>> start EXTRACTED TEXT

# Canada's war brides



## syscom3 (Nov 7, 2006)

*Love and war overseas*
Most of Canada's war brides arrived at Halifax's Pier 21, first by the hundreds in 1942, then by the thousands in the next six years. 

They were young, mostly British. They represent love found in a foreign place in the midst of war, the ultimate romance story. They fell for a Canadian in uniform, married, left their homes, boarded ships with their children at British ports. 

They ended up in Canada, where they spread across this country in trains, heading to every province. While they were arriving, they represented a sizable portion of the immigration to Canada. 

As the years went by, and their families flourished, the 44,000 war brides and their 21,000 children who made the ocean trip touched every part of Canada. 

"The war brides have had an incredible impact on Canadian society and culture as we know it today," Melynda Jarratt, a war bride historian based in Fredericton, N.B., told CBC.ca.

She estimates that one in every 30 Canadians is from a war bride family. They can track their family heritage to places like Holland, Italy and France. But most of them have roots in England. 
A quick courtship
After the Second World War began, almost half a million Canadian servicemen eventually landed in Britain, either to be based in the country or to move on to other places. 

The first marriage between a Canadian serviceman and a British woman happened just 43 days after the soldiers arrived. It was January 1940. 

"The soldiers were like immigrants in a way arriving in England, all making their way though Aldershot, which was called 'Little Canada.' " Jarratt said. 
"Naturally they are going to meet women at the dances, at the theatre and on the street getting an ice cream. Or dodging bombs." 

Recognizing that weddings were starting to take place, the Canadian army set wedding rules on the fly. Before allowing a solider to marry, the army required that he ask an officer for permission and prove he was debt-free. 

War brides by country Britain 44,886 
Holland 1,886 
Belgium 649 
France 100 
Italy 26 
Denmark 7 
Source: Canadianwarbrides.com. While the total represents all women who married Canadian soldiers, some of the brides did not come to Canada.

>> end EXTRACTED TEXT

* _SET PROBLEM_
Condense the paragraph in the post about Canada's war brides that begins "Recognizing that weddings were starting" into a short bulleted list of its main facts.

>> start INFORMATION SUPPLIED

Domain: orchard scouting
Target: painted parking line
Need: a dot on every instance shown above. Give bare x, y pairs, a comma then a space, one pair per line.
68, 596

>> end INFORMATION SUPPLIED

* _RIGHT ANSWER_
- Once weddings began taking place, the Canadian army set wedding rules on the fly.
- A soldier had to ask an officer for permission to marry.
- He also had to prove he was debt-free.